EXERCISE GOAL: Your answer must hold only the lines below from the line containing "the white hair." through the line containing "blue suit jacket.", each reproduced exactly.

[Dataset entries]
---

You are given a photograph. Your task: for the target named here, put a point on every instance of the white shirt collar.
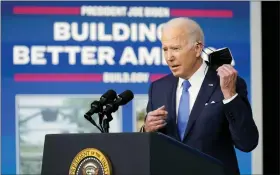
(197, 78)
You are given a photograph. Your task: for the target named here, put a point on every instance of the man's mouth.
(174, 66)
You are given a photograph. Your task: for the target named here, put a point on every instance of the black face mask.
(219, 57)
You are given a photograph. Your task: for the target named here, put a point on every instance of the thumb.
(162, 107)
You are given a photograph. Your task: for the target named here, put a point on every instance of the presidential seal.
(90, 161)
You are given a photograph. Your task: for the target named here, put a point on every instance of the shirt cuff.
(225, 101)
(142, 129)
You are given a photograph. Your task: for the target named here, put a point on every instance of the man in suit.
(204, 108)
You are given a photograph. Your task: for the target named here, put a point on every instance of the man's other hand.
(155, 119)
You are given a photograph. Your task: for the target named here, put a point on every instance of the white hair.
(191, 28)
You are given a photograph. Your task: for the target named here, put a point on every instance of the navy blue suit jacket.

---

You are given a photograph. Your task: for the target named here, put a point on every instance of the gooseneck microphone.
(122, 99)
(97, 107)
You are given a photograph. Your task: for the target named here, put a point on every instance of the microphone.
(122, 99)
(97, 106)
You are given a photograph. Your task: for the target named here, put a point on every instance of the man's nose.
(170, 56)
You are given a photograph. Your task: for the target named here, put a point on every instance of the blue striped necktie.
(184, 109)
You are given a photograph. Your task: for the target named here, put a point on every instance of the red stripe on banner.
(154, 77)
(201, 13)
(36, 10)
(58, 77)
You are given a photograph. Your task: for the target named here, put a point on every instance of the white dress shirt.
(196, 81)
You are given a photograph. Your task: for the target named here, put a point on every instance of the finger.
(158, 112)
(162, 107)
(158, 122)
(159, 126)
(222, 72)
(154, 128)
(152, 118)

---

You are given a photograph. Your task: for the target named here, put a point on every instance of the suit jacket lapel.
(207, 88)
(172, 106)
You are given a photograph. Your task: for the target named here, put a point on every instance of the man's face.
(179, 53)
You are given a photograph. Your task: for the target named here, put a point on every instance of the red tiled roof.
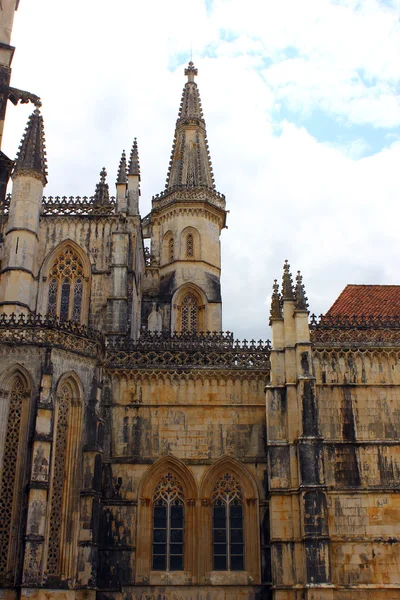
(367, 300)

---

EXERCISE RESULT:
You are given a photograph. Your task: for the target named here, put a point on every instance of the white hair.
(191, 28)
You are given a photograph. Your task: for the target named here, put a point on every instance of the navy blue suit jacket.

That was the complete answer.